Digamos que esta casa está no início da travessa, que se estendia para a direita, o que se vê para lá dela, eram, na altura, algumas quintas.
A minha casa era a antepenúltima da travessa, seguia-se o Torreão, que era um matagal com vários arbustos e árvores, ladeado pela Reinada que era um terreno em declive e na sua maior parte, relvado.
Para a Reinalda, entrávamos por uma abertura forçada feita na ponta direita do muro. Descia-se por ali um pouco às escorregadelas, até que, com o tempo, e de tanto pisar o terreno, apareceram uma espécie de degraus em terra batida. As mulheres que iam para lavar roupa lá nos ribeiros mais ao fundo ou iam levar as viandas aos cortelhos dos porcos, tinham de se equilibrar bem, para não rebolarem por ali abaixo. Por falar em rebolar, e eu acho que até já referi isso aí algures noutro escrito, era o que mais gozo nos dava fazer no Verão, rebolar na relva desde cá de cima até lá baixo ao regato.

Voltando ao meu prédio, à casa no último piso, direi que é lá que "moram" as minhas últimas recordações da vida que tive na cidade, até aos 19 anos.

___

§ **Exercício proposto 1**:
Transcreva do excerto da página o trecho que começa em "Para a Reinalda, entrávamos" e prossegue até "aos 19 anos.".
§ **Exercício proposto 2**:
Segundo o excerto da página, que posição ocupava na travessa a casa de quem escreve?
§ **Exercício proposto 3**:
Com base no excerto da página, explique por que razão surgiram degraus de terra batida na descida feita a partir da abertura no muro.

___

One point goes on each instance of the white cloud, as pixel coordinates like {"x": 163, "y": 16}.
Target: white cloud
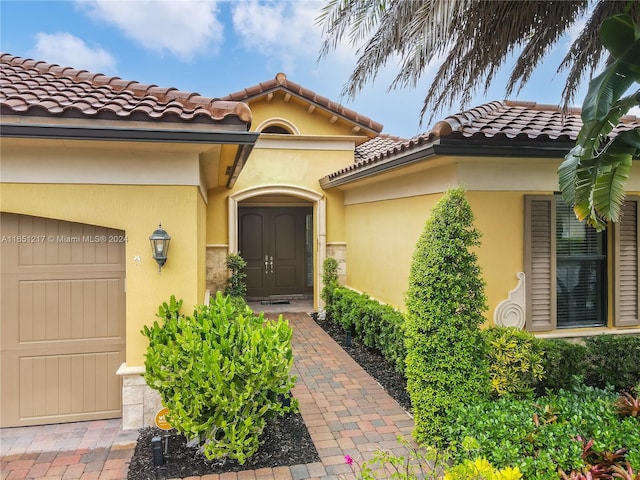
{"x": 285, "y": 33}
{"x": 181, "y": 27}
{"x": 65, "y": 49}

___

§ **Resolução completa 1**:
Para a Reinalda, entrávamos por uma abertura forçada feita na ponta direita do muro. Descia-se por ali um pouco às escorregadelas, até que, com o tempo, e de tanto pisar o terreno, apareceram uma espécie de degraus em terra batida. As mulheres que iam para lavar roupa lá nos ribeiros mais ao fundo ou iam levar as viandas aos cortelhos dos porcos, tinham de se equilibrar bem, para não rebolarem por ali abaixo. Por falar em rebolar, e eu acho que até já referi isso aí algures noutro escrito, era o que mais gozo nos dava fazer no Verão, rebolar na relva desde cá de cima até lá baixo ao regato.

Voltando ao meu prédio, à casa no último piso, direi que é lá que "moram" as minhas últimas recordações da vida que tive na cidade, até aos 19 anos.

§ **Resolução completa 2**:
Era a antepenúltima da travessa.

§ **Resolução completa 3**:
Os degraus apareceram com o tempo, de tanto se pisar o terreno. Antes disso, descia-se por ali um pouco às escorregadelas.